Your objective:
Reproduce the data from the line containing "locate the blue" through the line containing "[214,0,277,37]", swapping "shoreline" for "coastline" and leaving everything else unchanged. Omit the pictures.
[start Provided data]
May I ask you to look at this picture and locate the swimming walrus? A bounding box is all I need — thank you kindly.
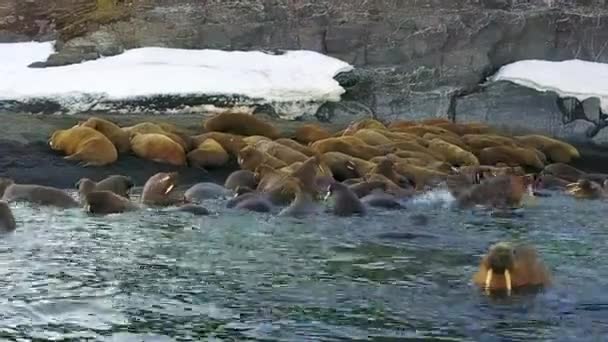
[75,175,134,198]
[83,190,140,214]
[0,201,17,233]
[141,172,185,206]
[473,242,551,292]
[0,178,79,208]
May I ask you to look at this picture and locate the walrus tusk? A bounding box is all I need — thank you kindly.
[485,268,493,290]
[505,269,511,294]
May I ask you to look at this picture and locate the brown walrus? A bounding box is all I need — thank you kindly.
[203,113,281,139]
[75,175,134,199]
[49,126,118,166]
[224,170,258,191]
[78,116,131,153]
[325,182,367,216]
[84,190,139,214]
[456,175,534,208]
[0,201,17,233]
[473,242,551,292]
[141,172,184,206]
[0,178,79,208]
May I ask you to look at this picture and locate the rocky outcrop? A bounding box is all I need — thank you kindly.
[0,0,608,140]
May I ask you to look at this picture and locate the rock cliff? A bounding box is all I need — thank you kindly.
[0,0,608,144]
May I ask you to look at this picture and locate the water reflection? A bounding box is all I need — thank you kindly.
[0,194,608,341]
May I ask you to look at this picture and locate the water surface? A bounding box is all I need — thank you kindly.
[0,191,608,341]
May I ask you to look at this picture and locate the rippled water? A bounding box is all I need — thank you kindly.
[0,190,608,341]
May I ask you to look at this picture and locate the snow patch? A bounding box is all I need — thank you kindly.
[0,42,353,119]
[490,59,608,112]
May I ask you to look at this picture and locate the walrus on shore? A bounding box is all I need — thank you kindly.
[0,178,79,208]
[224,170,258,191]
[78,116,131,153]
[473,242,551,293]
[203,113,281,140]
[186,139,230,169]
[75,175,134,199]
[541,163,586,182]
[84,190,140,215]
[295,124,331,145]
[0,201,17,233]
[49,126,118,166]
[184,182,232,203]
[131,133,186,166]
[141,172,184,206]
[325,182,367,216]
[122,122,190,151]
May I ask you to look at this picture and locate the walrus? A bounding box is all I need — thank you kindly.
[0,201,17,233]
[310,136,386,160]
[49,126,118,167]
[295,124,331,145]
[541,163,586,182]
[361,189,405,210]
[84,190,139,215]
[184,182,231,203]
[1,178,79,209]
[255,140,309,165]
[224,170,257,191]
[515,134,580,163]
[275,138,315,157]
[131,133,186,166]
[566,178,607,199]
[78,116,131,153]
[141,172,184,206]
[324,182,367,216]
[279,178,319,217]
[186,139,230,169]
[479,146,545,169]
[473,242,551,293]
[429,138,479,165]
[75,175,134,199]
[455,176,534,208]
[122,122,190,151]
[226,187,273,213]
[192,132,247,157]
[203,113,281,140]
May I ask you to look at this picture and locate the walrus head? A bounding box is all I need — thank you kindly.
[485,242,516,292]
[0,177,15,198]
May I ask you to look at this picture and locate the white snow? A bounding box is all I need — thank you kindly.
[491,59,608,112]
[0,42,353,117]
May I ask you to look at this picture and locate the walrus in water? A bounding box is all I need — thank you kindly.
[566,178,607,199]
[0,201,17,233]
[324,182,367,216]
[224,170,258,191]
[84,190,140,214]
[226,187,273,213]
[141,172,184,206]
[279,178,319,217]
[0,178,79,208]
[184,182,231,202]
[473,242,551,293]
[75,175,134,199]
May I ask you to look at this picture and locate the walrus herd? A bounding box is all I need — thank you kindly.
[0,113,608,292]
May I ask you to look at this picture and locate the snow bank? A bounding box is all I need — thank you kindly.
[0,43,352,117]
[491,59,608,112]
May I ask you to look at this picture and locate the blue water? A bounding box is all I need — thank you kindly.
[0,191,608,341]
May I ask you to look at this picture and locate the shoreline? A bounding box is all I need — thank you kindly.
[0,112,608,188]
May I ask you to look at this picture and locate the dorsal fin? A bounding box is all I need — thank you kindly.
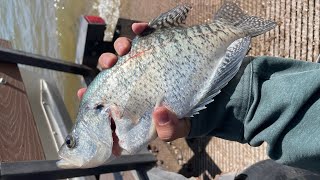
[141,4,191,36]
[186,37,251,117]
[149,4,191,29]
[214,0,277,37]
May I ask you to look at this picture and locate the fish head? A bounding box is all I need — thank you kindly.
[57,100,113,169]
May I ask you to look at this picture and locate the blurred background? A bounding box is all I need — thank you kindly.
[0,0,320,179]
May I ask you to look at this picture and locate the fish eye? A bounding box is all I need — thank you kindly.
[65,135,76,148]
[94,104,104,111]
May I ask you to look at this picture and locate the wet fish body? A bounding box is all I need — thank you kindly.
[58,2,275,168]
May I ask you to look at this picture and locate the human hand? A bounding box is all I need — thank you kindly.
[77,23,190,149]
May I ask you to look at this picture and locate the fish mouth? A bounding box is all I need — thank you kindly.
[110,117,123,156]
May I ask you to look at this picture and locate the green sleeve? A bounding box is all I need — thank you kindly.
[189,57,320,173]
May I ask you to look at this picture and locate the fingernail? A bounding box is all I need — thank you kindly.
[101,59,109,67]
[158,112,170,126]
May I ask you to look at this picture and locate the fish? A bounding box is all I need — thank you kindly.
[57,1,276,168]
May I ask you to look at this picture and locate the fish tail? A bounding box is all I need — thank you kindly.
[214,1,277,37]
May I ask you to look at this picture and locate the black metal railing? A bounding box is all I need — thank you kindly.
[0,19,156,179]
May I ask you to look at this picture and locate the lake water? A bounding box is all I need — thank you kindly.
[0,0,120,119]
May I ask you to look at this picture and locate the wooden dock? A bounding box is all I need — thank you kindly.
[0,40,45,162]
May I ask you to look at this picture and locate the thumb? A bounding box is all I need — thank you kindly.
[152,107,190,141]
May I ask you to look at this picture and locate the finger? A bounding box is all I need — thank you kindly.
[77,88,87,100]
[132,23,148,34]
[99,53,118,69]
[114,37,131,56]
[152,107,190,141]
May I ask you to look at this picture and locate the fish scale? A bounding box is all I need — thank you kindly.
[57,1,275,168]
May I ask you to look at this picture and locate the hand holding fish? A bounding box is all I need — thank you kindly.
[57,1,276,168]
[77,23,190,145]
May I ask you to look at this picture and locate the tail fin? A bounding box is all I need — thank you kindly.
[214,1,276,37]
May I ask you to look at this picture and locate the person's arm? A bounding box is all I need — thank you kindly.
[189,57,320,173]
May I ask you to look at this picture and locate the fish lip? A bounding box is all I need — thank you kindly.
[110,117,123,157]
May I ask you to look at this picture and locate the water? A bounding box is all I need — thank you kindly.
[0,0,120,119]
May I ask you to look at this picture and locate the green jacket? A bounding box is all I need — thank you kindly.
[189,57,320,173]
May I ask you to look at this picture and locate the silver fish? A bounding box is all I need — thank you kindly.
[57,1,276,168]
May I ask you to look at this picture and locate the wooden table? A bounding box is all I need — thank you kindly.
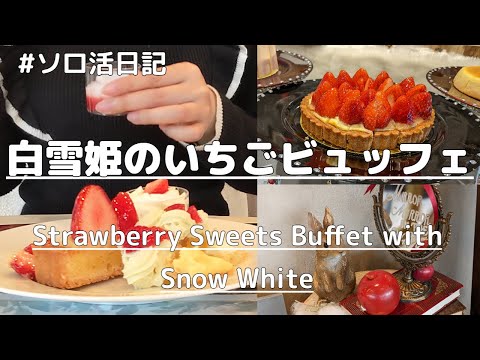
[470,186,480,315]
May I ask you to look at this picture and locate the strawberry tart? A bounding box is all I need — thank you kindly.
[300,69,435,152]
[10,179,219,289]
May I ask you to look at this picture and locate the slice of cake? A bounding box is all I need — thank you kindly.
[10,185,123,289]
[33,185,123,289]
[300,69,435,152]
[453,66,480,100]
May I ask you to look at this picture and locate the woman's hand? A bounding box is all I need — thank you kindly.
[96,62,217,144]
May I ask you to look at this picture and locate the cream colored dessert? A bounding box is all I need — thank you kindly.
[129,186,189,226]
[453,66,480,100]
[122,210,208,289]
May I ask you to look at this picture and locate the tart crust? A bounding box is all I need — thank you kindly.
[300,93,435,152]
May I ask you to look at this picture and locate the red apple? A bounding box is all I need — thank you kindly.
[357,270,400,315]
[413,265,435,282]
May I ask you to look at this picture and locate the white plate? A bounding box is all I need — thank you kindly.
[0,219,257,304]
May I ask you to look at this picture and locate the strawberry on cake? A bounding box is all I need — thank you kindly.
[10,179,245,289]
[300,69,435,152]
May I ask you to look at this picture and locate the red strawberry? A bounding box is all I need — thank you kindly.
[363,93,391,130]
[337,70,354,87]
[165,204,185,211]
[123,226,169,254]
[373,71,390,89]
[410,92,432,119]
[378,78,393,92]
[23,244,33,255]
[352,68,370,90]
[312,81,333,106]
[338,96,363,125]
[405,84,427,98]
[10,250,35,281]
[338,82,353,102]
[315,88,341,118]
[187,205,203,224]
[145,179,168,194]
[342,90,360,104]
[322,71,338,87]
[71,185,118,232]
[385,84,403,106]
[400,77,415,94]
[360,89,376,107]
[392,95,413,124]
[112,192,138,231]
[363,78,373,91]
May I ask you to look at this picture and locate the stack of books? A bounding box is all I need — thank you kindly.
[340,270,465,315]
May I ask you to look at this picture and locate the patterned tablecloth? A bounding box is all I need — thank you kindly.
[0,293,257,315]
[0,215,257,315]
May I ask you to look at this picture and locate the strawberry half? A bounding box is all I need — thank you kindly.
[392,95,413,124]
[337,70,354,87]
[410,92,432,119]
[373,71,390,89]
[322,71,338,87]
[315,88,341,118]
[112,192,138,231]
[71,185,118,232]
[338,95,364,125]
[164,204,185,211]
[352,68,370,90]
[122,226,169,254]
[312,81,333,106]
[363,78,373,91]
[385,84,403,106]
[400,77,415,94]
[378,78,393,91]
[363,93,391,130]
[360,89,376,107]
[145,179,169,194]
[187,205,203,224]
[10,250,35,281]
[338,82,353,103]
[405,84,427,98]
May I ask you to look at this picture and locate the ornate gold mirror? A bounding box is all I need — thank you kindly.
[373,184,453,302]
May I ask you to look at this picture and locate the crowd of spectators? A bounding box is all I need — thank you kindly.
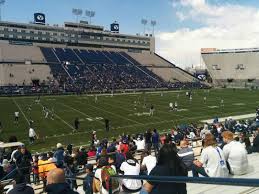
[end Provided data]
Worked answer:
May I ask you to look at this picture and locate the blue water? A bounding box is all I need — thank you kindly.
[0,191,608,341]
May I ask you to look at this picture and locate the coastline? A bounding box is all I need — thank you kindly.
[0,112,608,188]
May I ask you to look at this picture and locate the dorsal fin? A bounding box is all I need — thank you kindly.
[141,4,191,36]
[186,37,251,117]
[149,4,191,29]
[214,0,277,37]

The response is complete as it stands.